(Location identification entries)
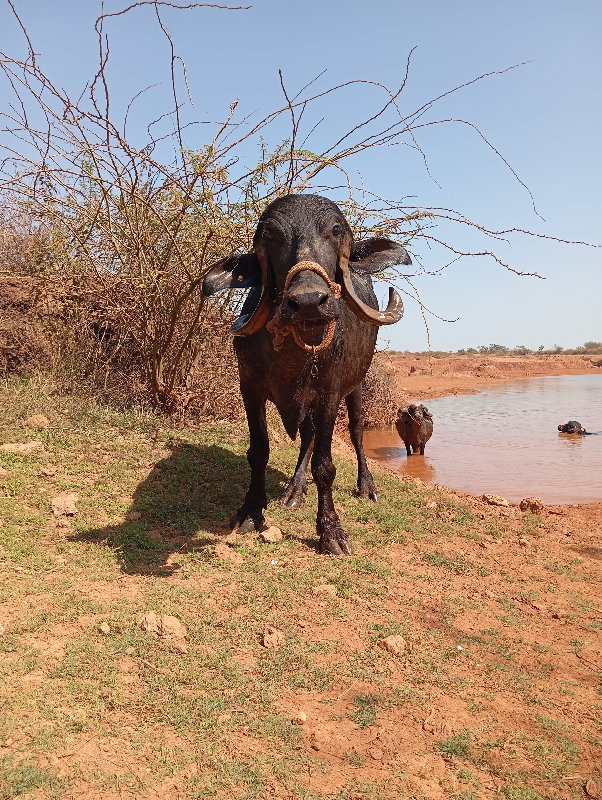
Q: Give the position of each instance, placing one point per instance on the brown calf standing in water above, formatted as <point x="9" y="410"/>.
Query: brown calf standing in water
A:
<point x="415" y="426"/>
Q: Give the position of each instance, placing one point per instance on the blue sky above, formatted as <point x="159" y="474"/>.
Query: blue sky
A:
<point x="545" y="118"/>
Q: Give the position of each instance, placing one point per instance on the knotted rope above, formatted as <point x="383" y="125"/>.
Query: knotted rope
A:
<point x="281" y="329"/>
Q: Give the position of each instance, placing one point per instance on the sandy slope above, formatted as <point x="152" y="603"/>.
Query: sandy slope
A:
<point x="425" y="377"/>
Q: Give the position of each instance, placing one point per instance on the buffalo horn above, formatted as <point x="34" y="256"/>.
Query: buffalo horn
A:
<point x="249" y="324"/>
<point x="393" y="312"/>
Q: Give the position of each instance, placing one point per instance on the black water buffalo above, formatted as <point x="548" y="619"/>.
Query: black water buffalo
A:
<point x="304" y="340"/>
<point x="572" y="426"/>
<point x="415" y="426"/>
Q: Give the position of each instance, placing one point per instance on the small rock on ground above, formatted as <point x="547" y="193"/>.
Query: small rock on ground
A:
<point x="393" y="644"/>
<point x="226" y="553"/>
<point x="533" y="504"/>
<point x="272" y="638"/>
<point x="271" y="535"/>
<point x="37" y="421"/>
<point x="23" y="449"/>
<point x="164" y="626"/>
<point x="325" y="589"/>
<point x="495" y="500"/>
<point x="64" y="504"/>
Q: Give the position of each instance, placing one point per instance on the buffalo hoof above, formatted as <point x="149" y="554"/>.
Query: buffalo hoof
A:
<point x="367" y="491"/>
<point x="293" y="497"/>
<point x="335" y="545"/>
<point x="245" y="523"/>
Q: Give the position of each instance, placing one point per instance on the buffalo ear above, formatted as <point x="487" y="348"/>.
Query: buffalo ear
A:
<point x="234" y="272"/>
<point x="377" y="254"/>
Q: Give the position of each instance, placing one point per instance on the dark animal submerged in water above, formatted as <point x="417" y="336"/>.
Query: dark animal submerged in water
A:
<point x="572" y="426"/>
<point x="415" y="426"/>
<point x="304" y="340"/>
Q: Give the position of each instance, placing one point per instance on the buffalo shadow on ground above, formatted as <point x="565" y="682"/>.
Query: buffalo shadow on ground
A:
<point x="197" y="488"/>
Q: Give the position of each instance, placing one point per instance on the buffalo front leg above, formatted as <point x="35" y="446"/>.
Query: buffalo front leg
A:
<point x="333" y="539"/>
<point x="295" y="492"/>
<point x="365" y="481"/>
<point x="250" y="515"/>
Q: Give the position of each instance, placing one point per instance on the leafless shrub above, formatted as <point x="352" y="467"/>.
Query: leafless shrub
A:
<point x="128" y="232"/>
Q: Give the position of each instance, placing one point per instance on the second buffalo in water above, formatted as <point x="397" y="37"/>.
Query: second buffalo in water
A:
<point x="415" y="426"/>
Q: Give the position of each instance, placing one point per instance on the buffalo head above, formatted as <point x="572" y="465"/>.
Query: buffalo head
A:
<point x="301" y="267"/>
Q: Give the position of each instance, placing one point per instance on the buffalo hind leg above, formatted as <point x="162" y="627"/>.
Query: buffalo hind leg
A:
<point x="295" y="492"/>
<point x="250" y="515"/>
<point x="333" y="539"/>
<point x="365" y="481"/>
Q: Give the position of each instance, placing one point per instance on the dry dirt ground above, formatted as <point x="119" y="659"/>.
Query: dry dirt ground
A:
<point x="492" y="687"/>
<point x="422" y="376"/>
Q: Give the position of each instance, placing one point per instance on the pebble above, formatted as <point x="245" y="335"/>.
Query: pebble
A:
<point x="164" y="626"/>
<point x="393" y="644"/>
<point x="22" y="449"/>
<point x="271" y="535"/>
<point x="64" y="504"/>
<point x="226" y="553"/>
<point x="325" y="589"/>
<point x="38" y="421"/>
<point x="273" y="638"/>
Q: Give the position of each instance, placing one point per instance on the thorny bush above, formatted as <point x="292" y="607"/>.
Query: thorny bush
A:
<point x="122" y="231"/>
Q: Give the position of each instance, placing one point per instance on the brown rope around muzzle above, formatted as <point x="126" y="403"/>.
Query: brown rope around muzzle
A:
<point x="281" y="330"/>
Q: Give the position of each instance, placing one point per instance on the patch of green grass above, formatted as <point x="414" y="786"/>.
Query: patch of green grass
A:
<point x="518" y="791"/>
<point x="458" y="564"/>
<point x="23" y="778"/>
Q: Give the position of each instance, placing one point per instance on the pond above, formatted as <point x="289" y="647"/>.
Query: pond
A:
<point x="505" y="441"/>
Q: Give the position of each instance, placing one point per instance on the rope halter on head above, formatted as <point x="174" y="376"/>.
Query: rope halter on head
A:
<point x="281" y="330"/>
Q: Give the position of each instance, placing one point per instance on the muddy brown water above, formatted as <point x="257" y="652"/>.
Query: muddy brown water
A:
<point x="505" y="441"/>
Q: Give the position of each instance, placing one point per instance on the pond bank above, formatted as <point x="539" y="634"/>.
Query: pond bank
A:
<point x="423" y="377"/>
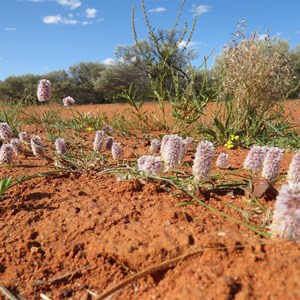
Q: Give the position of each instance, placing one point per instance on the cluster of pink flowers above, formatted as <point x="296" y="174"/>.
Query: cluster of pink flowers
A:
<point x="5" y="132"/>
<point x="150" y="165"/>
<point x="222" y="161"/>
<point x="24" y="137"/>
<point x="44" y="90"/>
<point x="286" y="214"/>
<point x="68" y="101"/>
<point x="107" y="129"/>
<point x="37" y="146"/>
<point x="60" y="146"/>
<point x="155" y="146"/>
<point x="203" y="160"/>
<point x="98" y="140"/>
<point x="173" y="150"/>
<point x="116" y="151"/>
<point x="6" y="153"/>
<point x="293" y="175"/>
<point x="108" y="143"/>
<point x="16" y="145"/>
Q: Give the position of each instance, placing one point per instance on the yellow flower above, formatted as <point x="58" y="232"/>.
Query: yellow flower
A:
<point x="229" y="144"/>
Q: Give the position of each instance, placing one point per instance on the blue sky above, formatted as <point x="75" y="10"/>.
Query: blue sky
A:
<point x="40" y="36"/>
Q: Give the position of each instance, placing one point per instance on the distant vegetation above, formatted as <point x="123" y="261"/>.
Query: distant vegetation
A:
<point x="160" y="69"/>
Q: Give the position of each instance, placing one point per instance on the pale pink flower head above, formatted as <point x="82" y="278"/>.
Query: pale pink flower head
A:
<point x="16" y="144"/>
<point x="5" y="131"/>
<point x="254" y="159"/>
<point x="60" y="146"/>
<point x="98" y="140"/>
<point x="184" y="147"/>
<point x="44" y="90"/>
<point x="293" y="175"/>
<point x="108" y="143"/>
<point x="37" y="146"/>
<point x="271" y="163"/>
<point x="6" y="154"/>
<point x="203" y="160"/>
<point x="222" y="161"/>
<point x="24" y="137"/>
<point x="171" y="150"/>
<point x="116" y="151"/>
<point x="68" y="101"/>
<point x="155" y="146"/>
<point x="286" y="215"/>
<point x="150" y="165"/>
<point x="107" y="129"/>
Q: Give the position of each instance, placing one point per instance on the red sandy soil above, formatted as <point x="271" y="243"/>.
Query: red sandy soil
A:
<point x="68" y="236"/>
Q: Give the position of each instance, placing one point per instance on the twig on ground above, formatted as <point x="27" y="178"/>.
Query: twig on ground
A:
<point x="7" y="294"/>
<point x="159" y="267"/>
<point x="53" y="280"/>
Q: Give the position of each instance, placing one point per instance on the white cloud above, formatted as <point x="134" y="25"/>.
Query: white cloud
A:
<point x="52" y="19"/>
<point x="190" y="44"/>
<point x="263" y="37"/>
<point x="58" y="19"/>
<point x="90" y="12"/>
<point x="108" y="61"/>
<point x="157" y="10"/>
<point x="72" y="4"/>
<point x="198" y="10"/>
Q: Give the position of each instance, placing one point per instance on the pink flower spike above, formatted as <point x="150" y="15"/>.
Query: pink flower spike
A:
<point x="171" y="150"/>
<point x="116" y="151"/>
<point x="16" y="144"/>
<point x="5" y="131"/>
<point x="37" y="146"/>
<point x="203" y="160"/>
<point x="44" y="90"/>
<point x="271" y="163"/>
<point x="155" y="146"/>
<point x="108" y="143"/>
<point x="60" y="146"/>
<point x="222" y="161"/>
<point x="293" y="175"/>
<point x="24" y="137"/>
<point x="68" y="101"/>
<point x="98" y="141"/>
<point x="6" y="154"/>
<point x="286" y="215"/>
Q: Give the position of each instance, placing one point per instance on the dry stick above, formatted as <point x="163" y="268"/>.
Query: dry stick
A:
<point x="162" y="266"/>
<point x="7" y="294"/>
<point x="39" y="282"/>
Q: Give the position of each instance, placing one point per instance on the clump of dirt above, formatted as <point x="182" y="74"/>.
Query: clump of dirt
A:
<point x="70" y="235"/>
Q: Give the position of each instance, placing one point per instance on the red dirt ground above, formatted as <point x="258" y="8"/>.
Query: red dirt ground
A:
<point x="77" y="235"/>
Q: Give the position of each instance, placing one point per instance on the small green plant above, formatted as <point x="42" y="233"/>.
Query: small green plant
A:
<point x="253" y="80"/>
<point x="172" y="78"/>
<point x="5" y="184"/>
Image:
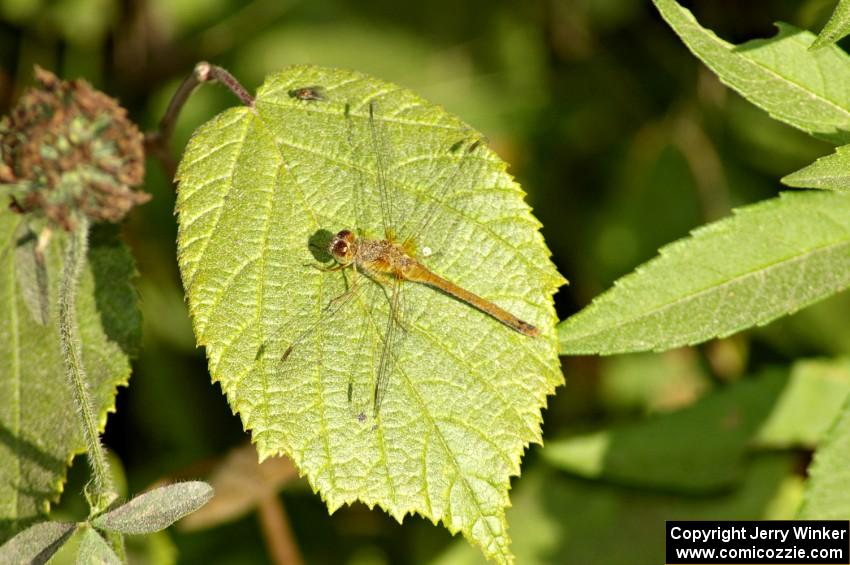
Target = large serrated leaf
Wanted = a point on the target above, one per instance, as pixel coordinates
(258, 186)
(807, 89)
(39, 430)
(767, 260)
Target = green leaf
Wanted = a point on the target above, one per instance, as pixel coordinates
(563, 519)
(767, 260)
(258, 186)
(837, 27)
(826, 495)
(699, 448)
(35, 445)
(94, 549)
(808, 405)
(831, 172)
(807, 89)
(36, 544)
(157, 509)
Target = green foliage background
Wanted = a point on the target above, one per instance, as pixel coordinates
(623, 141)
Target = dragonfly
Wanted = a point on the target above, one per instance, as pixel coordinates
(391, 262)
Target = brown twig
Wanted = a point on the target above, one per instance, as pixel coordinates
(156, 142)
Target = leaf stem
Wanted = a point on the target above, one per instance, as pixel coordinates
(156, 142)
(75, 259)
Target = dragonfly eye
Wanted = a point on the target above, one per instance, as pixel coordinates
(341, 246)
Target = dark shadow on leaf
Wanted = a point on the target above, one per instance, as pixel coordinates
(115, 296)
(318, 245)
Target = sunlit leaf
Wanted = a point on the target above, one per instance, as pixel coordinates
(807, 89)
(831, 172)
(39, 430)
(826, 495)
(258, 186)
(767, 260)
(837, 27)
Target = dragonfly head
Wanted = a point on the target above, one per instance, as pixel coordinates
(342, 247)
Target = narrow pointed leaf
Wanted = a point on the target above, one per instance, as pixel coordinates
(157, 509)
(808, 406)
(94, 550)
(767, 260)
(259, 186)
(837, 27)
(831, 172)
(807, 89)
(826, 495)
(36, 544)
(35, 446)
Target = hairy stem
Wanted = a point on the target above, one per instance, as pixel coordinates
(75, 259)
(157, 142)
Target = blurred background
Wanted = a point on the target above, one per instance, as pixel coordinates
(621, 139)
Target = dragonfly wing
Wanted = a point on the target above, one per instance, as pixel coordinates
(391, 345)
(462, 156)
(383, 158)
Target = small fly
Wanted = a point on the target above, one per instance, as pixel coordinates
(308, 93)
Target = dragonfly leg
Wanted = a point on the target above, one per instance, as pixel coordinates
(337, 267)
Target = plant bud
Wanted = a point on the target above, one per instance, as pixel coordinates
(69, 150)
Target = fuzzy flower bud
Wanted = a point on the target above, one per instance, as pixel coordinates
(69, 150)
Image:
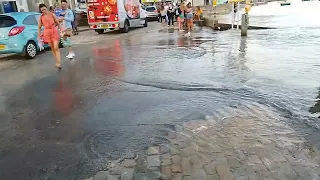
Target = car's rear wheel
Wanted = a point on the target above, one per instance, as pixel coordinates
(30, 50)
(100, 31)
(145, 23)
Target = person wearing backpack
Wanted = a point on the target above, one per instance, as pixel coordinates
(181, 17)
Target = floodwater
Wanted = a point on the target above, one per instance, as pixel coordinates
(123, 95)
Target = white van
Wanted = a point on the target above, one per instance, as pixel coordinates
(115, 14)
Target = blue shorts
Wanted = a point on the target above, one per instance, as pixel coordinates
(189, 16)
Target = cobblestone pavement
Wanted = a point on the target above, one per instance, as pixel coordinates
(238, 147)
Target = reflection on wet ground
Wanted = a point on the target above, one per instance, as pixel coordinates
(123, 95)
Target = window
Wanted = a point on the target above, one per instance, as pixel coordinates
(30, 20)
(7, 21)
(150, 9)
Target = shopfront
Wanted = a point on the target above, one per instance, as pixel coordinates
(149, 2)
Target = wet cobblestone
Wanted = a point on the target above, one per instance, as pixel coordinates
(233, 149)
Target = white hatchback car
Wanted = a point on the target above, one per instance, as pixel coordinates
(152, 12)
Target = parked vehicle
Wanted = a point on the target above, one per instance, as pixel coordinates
(152, 12)
(19, 33)
(115, 14)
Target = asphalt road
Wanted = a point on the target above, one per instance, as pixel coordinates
(62, 124)
(122, 93)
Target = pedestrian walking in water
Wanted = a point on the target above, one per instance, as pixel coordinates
(181, 17)
(170, 14)
(67, 17)
(163, 14)
(158, 10)
(189, 17)
(50, 33)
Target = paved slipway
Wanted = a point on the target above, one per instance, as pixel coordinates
(154, 104)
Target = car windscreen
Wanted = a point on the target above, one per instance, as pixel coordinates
(150, 9)
(7, 21)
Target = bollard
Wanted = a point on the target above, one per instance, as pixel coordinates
(244, 24)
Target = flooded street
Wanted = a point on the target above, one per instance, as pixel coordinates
(124, 94)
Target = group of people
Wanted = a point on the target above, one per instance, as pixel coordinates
(184, 15)
(57, 25)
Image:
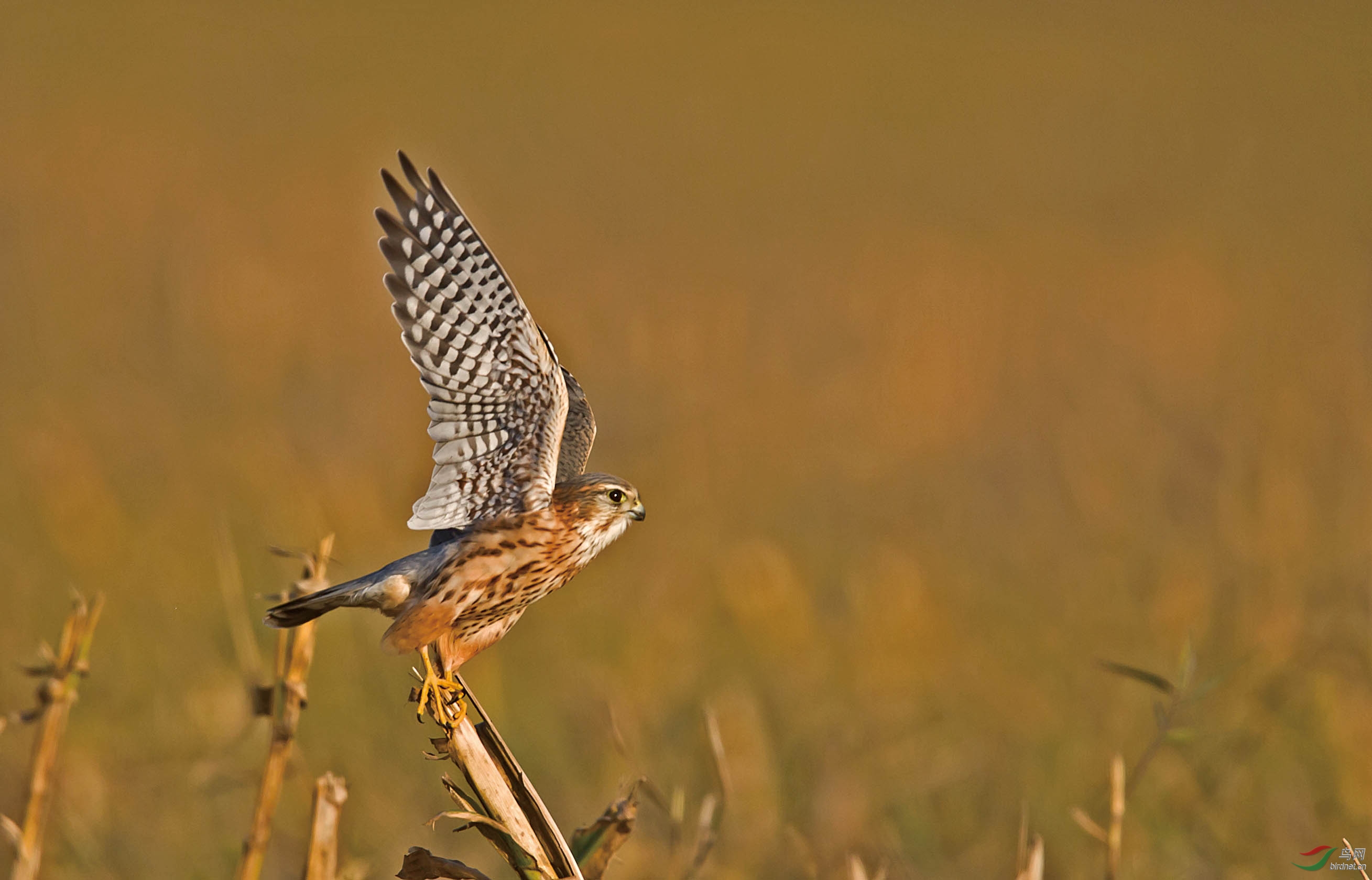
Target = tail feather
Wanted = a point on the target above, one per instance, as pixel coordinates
(305, 609)
(385, 590)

Problem requirements
Begin with the line that contains "Target = car windscreen" and copy every line through the end of the listing, exactly as written, both ends included. Pictures are not part of the copy.

Answer to this problem
Target = car windscreen
Wanted = a point on the target above, one per instance, as pixel coordinates
(150, 9)
(7, 21)
Target = bollard
Wanted = a point on the target above, one per instance, as pixel coordinates
(244, 24)
Target = flooded street
Wanted = a point on the target above, one per instance, as pixel coordinates
(124, 94)
Target = group of people
Wanted = a point on the target above, one per instance, as pixel coordinates
(184, 15)
(57, 25)
Image:
Target = tail feather
Wanted = a point on the target above, one per instance, as pixel coordinates
(305, 609)
(385, 590)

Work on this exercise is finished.